━━━ Information provided ━━━

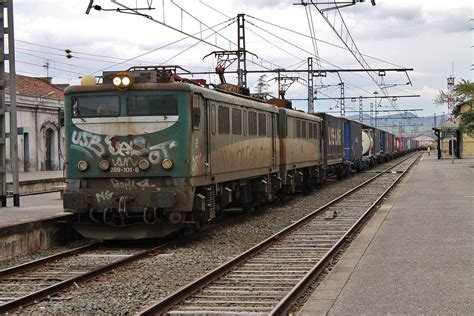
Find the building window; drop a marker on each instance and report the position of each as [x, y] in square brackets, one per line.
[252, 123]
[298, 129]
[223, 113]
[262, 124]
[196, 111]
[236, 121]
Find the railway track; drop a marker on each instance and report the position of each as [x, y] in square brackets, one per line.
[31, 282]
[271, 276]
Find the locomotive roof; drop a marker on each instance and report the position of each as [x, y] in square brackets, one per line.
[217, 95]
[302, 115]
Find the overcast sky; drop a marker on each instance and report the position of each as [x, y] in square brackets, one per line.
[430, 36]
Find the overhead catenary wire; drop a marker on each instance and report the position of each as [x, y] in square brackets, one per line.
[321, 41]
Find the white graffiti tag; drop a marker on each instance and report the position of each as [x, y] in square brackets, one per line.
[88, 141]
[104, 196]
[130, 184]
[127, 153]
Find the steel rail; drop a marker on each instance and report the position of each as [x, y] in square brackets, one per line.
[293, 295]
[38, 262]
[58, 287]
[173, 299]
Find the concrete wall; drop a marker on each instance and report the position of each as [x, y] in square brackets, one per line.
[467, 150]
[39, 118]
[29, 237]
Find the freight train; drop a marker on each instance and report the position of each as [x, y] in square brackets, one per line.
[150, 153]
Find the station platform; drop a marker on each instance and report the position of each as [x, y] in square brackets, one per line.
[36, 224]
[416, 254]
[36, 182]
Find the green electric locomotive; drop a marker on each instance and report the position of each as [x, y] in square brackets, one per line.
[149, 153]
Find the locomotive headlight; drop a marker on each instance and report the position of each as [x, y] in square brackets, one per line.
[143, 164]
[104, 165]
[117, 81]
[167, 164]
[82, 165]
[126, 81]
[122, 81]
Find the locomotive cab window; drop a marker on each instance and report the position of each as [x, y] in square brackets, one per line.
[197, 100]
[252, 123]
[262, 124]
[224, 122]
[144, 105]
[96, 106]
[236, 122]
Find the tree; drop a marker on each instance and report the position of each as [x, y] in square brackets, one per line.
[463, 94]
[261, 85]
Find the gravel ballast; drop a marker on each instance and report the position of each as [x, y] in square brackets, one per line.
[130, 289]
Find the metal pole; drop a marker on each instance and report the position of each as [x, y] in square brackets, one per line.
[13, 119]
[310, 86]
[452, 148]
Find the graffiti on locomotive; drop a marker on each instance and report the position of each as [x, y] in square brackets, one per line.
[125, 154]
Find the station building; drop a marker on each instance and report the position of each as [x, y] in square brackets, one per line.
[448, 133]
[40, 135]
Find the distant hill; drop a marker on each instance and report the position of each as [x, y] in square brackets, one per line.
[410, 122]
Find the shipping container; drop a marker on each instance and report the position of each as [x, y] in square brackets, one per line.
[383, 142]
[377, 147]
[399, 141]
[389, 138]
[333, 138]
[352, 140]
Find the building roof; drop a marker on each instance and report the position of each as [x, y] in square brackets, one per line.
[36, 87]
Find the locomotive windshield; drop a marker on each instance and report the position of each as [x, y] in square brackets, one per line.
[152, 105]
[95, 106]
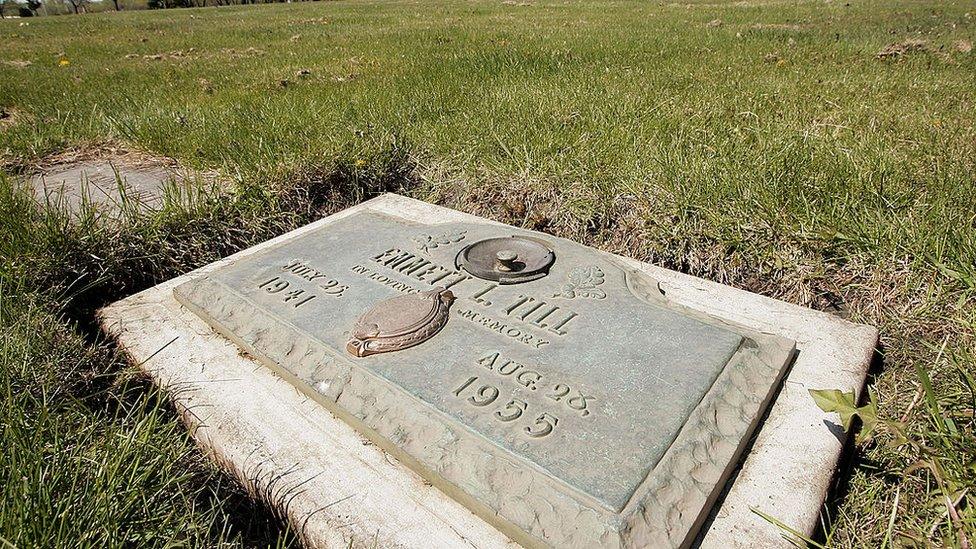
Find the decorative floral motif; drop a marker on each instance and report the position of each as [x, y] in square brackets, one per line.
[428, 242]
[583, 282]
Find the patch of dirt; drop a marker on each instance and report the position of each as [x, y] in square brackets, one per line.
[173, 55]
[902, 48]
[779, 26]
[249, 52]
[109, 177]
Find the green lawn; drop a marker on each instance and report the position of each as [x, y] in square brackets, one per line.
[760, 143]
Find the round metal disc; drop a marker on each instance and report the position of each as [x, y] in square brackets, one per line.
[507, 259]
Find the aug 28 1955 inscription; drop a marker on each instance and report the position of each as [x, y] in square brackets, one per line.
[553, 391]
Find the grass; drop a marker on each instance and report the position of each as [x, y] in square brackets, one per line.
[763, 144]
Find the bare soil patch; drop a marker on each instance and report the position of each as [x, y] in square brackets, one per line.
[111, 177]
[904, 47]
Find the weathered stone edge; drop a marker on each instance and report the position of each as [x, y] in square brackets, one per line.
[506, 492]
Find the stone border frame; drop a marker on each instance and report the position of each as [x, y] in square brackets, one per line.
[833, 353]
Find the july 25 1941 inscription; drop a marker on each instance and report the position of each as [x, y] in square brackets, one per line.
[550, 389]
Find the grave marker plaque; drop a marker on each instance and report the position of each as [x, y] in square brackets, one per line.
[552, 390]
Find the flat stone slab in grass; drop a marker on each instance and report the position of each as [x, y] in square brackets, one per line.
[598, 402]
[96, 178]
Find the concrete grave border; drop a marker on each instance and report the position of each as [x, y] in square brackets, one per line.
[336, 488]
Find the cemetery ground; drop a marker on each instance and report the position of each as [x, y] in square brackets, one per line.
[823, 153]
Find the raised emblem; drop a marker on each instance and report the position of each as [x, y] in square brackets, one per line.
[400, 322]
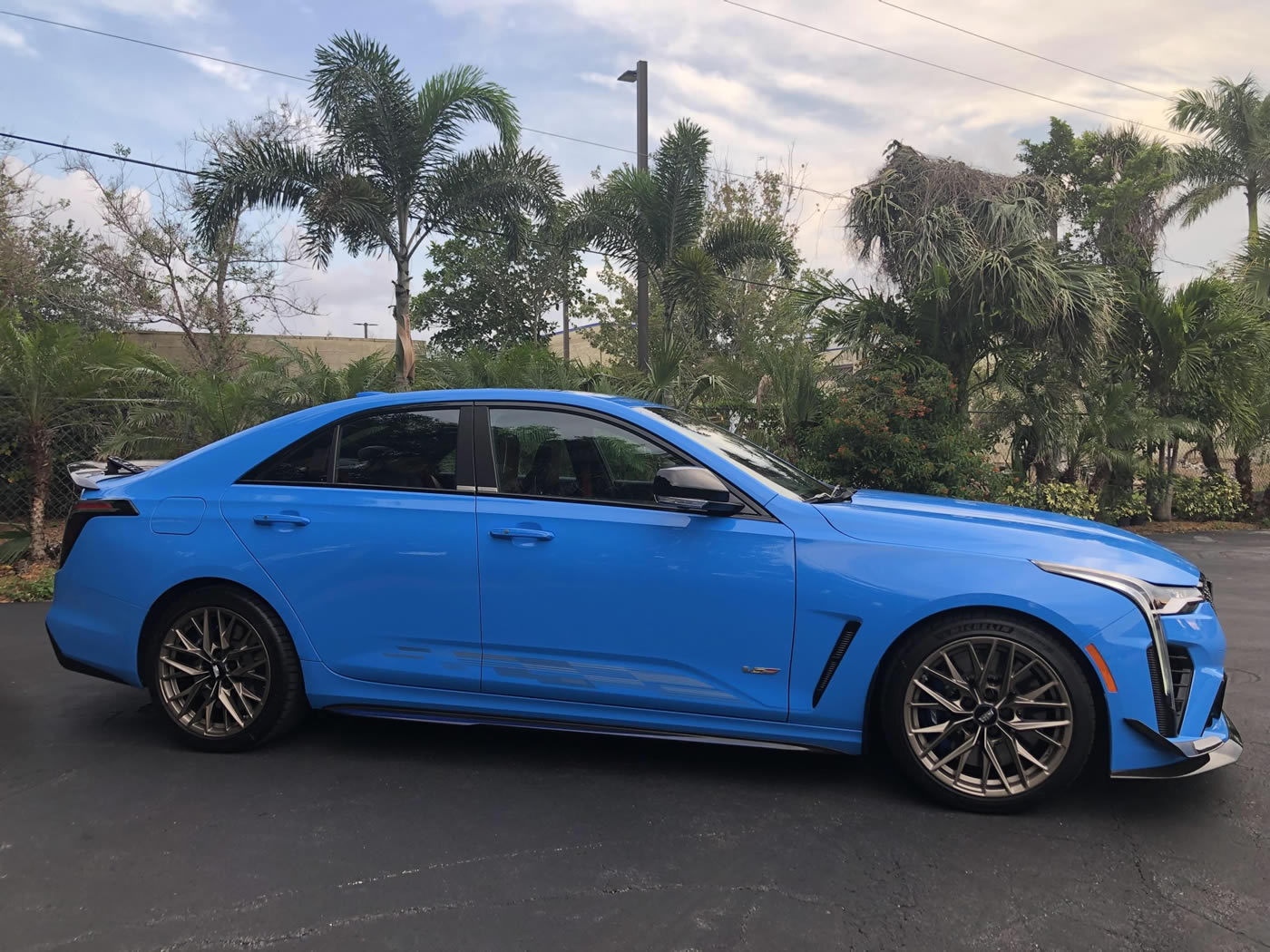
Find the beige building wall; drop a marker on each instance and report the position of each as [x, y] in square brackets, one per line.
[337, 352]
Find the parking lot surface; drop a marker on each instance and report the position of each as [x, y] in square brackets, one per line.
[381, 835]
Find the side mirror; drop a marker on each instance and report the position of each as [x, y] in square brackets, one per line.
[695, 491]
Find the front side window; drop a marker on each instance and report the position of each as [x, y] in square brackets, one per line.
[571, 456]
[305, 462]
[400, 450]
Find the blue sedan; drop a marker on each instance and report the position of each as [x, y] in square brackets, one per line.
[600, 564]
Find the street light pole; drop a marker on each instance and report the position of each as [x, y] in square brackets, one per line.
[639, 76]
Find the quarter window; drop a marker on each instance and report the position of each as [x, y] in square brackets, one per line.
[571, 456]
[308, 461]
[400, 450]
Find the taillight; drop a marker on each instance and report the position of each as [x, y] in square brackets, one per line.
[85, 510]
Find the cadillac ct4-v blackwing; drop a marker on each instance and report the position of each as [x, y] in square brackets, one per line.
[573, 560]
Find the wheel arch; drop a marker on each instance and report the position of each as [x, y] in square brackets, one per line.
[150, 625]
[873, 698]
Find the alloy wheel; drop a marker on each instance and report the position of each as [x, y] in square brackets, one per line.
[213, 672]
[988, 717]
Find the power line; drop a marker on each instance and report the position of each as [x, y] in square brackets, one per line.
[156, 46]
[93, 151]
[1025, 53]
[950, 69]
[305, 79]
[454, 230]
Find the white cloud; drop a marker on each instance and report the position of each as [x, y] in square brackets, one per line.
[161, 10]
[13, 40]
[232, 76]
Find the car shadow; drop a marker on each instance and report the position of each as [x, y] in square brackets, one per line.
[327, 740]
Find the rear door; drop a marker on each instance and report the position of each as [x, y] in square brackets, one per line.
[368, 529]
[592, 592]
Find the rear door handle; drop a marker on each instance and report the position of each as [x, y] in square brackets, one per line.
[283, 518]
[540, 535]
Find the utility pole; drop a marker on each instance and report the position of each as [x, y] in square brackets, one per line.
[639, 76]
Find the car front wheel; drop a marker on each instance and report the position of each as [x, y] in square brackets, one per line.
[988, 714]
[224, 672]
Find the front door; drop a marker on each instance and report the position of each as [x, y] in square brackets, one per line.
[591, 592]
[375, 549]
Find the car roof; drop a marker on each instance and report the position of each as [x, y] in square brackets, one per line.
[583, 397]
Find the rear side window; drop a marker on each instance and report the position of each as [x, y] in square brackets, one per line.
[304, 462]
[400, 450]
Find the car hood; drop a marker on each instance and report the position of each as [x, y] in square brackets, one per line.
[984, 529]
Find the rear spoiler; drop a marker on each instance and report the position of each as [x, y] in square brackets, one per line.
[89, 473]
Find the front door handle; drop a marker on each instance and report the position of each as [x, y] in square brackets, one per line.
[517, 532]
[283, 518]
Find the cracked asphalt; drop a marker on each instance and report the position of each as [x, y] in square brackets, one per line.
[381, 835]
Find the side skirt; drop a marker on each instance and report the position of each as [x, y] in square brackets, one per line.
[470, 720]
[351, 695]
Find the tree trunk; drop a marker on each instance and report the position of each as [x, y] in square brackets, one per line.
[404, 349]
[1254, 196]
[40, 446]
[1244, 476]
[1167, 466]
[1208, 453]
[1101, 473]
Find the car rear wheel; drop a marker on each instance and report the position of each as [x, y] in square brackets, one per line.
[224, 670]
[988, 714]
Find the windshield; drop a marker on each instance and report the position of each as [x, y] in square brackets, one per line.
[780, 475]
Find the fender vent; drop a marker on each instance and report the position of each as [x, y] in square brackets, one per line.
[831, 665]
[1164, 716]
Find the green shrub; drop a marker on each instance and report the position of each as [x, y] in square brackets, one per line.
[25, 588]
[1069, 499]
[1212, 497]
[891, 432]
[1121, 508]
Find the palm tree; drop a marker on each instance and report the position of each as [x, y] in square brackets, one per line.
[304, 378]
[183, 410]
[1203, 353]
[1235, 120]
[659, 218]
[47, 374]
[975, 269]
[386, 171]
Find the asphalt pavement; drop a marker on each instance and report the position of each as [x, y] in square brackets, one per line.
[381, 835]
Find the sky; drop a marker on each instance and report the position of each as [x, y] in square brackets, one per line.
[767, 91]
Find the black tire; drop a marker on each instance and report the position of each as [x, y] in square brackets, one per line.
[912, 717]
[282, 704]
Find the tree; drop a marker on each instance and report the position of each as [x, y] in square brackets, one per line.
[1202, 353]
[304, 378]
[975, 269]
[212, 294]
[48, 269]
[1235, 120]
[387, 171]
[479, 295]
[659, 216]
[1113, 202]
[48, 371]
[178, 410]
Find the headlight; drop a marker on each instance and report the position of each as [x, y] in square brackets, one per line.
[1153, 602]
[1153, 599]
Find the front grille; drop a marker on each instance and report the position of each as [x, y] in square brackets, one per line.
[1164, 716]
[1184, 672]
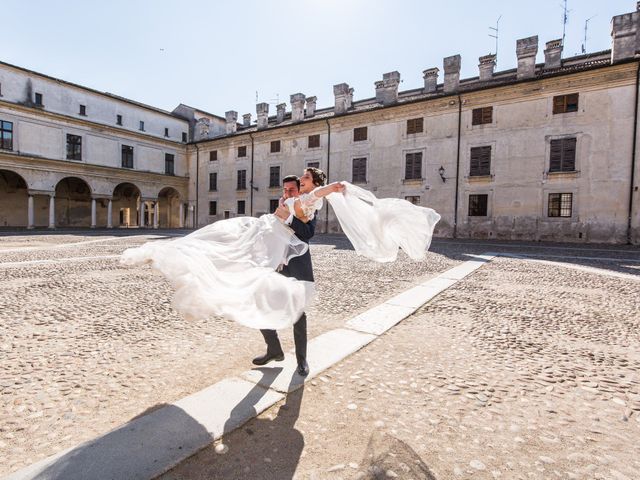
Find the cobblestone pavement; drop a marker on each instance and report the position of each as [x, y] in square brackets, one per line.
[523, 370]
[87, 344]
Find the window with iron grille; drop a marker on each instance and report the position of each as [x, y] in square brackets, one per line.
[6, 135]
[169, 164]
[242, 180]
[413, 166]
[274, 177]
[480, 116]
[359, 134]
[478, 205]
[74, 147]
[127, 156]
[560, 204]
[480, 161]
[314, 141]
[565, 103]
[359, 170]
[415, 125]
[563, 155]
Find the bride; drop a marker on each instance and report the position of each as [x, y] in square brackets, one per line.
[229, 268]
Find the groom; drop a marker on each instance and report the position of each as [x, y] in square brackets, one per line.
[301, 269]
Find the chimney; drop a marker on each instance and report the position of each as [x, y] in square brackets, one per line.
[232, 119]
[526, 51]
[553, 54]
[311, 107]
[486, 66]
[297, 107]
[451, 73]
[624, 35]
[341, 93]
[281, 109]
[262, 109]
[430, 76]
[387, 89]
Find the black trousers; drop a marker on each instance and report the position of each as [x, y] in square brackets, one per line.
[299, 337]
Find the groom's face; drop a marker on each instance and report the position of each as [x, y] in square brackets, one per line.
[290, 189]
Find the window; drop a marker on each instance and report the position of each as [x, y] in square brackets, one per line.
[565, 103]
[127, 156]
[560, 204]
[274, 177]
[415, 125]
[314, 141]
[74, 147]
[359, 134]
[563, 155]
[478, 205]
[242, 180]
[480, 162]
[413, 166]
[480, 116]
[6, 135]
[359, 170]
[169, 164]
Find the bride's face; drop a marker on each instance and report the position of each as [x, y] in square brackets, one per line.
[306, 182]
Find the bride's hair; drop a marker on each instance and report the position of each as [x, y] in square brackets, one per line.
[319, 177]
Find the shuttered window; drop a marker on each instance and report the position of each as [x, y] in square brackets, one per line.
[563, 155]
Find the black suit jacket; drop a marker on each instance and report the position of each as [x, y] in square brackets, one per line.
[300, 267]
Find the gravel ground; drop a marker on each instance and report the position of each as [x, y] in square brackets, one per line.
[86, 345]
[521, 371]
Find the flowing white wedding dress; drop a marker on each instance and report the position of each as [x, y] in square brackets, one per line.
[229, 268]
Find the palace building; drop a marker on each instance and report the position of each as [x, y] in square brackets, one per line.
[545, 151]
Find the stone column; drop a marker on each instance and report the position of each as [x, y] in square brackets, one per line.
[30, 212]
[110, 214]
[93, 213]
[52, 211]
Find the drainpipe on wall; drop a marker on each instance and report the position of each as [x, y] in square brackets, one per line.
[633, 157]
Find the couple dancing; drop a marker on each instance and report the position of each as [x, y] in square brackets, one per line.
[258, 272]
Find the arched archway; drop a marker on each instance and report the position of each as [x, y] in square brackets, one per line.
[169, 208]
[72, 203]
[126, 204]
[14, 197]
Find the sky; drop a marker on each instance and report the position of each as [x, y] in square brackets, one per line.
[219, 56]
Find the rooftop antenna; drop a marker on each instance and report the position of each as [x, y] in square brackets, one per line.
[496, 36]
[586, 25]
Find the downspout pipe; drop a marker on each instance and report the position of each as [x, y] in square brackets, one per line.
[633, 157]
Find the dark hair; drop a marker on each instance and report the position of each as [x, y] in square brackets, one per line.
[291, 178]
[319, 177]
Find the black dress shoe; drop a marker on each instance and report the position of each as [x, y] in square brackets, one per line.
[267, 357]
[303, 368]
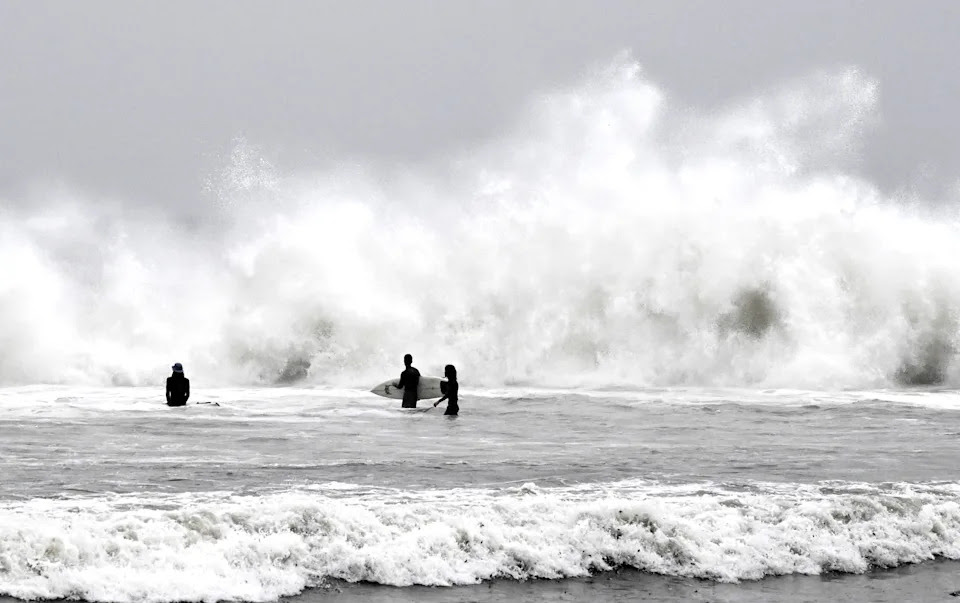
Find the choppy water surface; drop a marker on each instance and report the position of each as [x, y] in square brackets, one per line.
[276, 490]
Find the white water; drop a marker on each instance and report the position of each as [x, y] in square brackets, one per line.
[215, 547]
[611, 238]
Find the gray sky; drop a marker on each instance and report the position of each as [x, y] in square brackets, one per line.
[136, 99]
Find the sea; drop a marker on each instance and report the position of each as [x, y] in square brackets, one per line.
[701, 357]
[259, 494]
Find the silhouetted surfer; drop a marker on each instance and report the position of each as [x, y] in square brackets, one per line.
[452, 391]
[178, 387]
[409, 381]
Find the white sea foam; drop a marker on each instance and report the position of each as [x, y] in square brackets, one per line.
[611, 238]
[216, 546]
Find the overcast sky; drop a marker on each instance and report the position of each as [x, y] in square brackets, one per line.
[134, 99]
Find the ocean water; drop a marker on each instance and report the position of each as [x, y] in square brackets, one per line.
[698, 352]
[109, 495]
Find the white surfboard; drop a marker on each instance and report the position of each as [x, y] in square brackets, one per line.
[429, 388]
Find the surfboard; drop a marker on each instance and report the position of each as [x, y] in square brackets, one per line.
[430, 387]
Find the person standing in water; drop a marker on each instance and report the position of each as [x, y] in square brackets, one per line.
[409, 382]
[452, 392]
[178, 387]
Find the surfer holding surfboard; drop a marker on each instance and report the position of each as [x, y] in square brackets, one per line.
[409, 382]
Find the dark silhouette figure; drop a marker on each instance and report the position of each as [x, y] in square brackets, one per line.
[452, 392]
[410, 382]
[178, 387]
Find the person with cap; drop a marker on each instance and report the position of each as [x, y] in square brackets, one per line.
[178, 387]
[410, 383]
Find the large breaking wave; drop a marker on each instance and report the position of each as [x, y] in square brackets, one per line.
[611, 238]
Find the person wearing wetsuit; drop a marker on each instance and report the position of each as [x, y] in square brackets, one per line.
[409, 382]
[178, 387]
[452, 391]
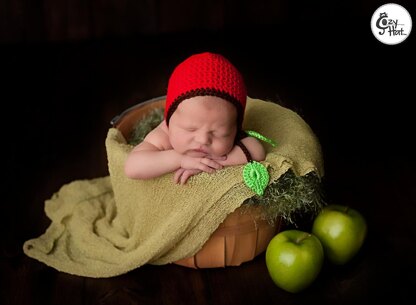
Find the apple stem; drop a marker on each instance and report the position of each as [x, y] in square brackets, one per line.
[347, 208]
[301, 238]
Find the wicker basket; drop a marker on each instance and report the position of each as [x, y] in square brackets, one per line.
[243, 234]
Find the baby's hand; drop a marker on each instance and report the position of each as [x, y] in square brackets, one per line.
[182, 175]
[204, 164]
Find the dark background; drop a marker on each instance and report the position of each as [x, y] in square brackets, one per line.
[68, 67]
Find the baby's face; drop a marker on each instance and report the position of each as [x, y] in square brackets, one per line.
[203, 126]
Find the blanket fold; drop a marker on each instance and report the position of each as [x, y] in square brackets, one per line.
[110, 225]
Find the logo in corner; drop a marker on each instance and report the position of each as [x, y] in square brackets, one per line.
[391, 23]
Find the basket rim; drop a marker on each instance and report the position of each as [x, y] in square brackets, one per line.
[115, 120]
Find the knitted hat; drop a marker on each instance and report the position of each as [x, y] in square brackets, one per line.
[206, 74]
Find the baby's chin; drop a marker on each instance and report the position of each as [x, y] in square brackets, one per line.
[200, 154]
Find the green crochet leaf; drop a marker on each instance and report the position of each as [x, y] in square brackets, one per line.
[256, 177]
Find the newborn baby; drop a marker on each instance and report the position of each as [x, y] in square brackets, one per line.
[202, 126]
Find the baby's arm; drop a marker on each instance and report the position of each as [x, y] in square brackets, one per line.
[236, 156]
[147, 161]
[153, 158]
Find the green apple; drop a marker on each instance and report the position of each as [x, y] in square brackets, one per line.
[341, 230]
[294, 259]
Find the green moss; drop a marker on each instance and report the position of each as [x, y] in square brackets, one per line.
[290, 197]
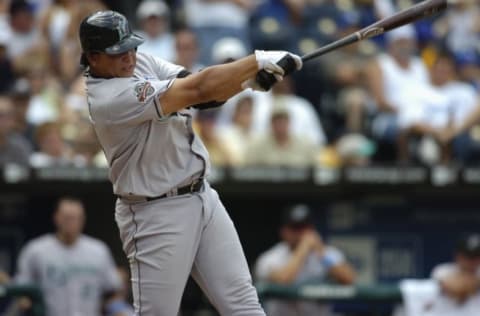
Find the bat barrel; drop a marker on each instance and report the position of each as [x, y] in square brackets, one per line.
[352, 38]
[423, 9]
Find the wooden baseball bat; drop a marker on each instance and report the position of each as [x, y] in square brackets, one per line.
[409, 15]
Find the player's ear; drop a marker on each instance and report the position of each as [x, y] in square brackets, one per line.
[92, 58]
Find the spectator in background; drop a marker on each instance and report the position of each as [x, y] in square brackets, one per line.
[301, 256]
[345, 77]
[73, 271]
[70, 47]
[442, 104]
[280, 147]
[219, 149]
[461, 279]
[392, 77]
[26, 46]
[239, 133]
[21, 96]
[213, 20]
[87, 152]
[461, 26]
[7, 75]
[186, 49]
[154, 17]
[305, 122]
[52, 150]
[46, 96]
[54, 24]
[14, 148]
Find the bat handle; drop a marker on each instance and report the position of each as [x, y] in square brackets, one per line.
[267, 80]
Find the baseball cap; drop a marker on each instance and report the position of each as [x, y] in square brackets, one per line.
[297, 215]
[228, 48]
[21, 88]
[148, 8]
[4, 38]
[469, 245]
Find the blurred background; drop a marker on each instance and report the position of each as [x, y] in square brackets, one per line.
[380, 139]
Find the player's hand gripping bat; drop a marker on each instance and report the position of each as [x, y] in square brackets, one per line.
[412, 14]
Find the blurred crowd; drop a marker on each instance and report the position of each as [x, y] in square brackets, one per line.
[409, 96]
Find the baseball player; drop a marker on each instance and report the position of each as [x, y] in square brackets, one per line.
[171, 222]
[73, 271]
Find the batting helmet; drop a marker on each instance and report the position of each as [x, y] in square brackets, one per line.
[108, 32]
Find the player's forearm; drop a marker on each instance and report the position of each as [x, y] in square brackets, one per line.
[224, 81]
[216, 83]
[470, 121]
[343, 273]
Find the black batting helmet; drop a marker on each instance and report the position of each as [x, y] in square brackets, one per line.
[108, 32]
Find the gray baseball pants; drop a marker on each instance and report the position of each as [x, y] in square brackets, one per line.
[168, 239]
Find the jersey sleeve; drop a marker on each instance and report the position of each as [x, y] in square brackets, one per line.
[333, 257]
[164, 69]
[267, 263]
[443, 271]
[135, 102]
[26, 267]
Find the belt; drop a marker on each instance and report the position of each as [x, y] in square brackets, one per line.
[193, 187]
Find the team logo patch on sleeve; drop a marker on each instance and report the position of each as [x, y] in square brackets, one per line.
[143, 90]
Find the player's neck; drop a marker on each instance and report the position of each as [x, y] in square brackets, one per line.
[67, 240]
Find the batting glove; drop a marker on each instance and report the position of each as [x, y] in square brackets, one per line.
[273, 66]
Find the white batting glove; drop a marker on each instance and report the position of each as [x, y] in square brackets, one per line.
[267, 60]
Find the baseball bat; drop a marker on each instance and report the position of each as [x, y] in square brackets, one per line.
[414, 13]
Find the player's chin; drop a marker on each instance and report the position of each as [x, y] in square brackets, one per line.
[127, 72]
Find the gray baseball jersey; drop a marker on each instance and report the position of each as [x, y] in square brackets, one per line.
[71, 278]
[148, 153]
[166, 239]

━━━

Your task — Please rewrite the lines starting at the one that contains "Find the tree trunk;" and ending after the one that contains "[1101, 473]", replacing "drop a marker" with "place a dot" and leaving everything else unchanged.

Response to this exercise —
Find the tree trunk; place a dot on each instance and report the position of each as [x, y] in square brackets, one per line.
[404, 349]
[1254, 196]
[40, 446]
[1244, 476]
[1167, 466]
[1208, 453]
[1101, 473]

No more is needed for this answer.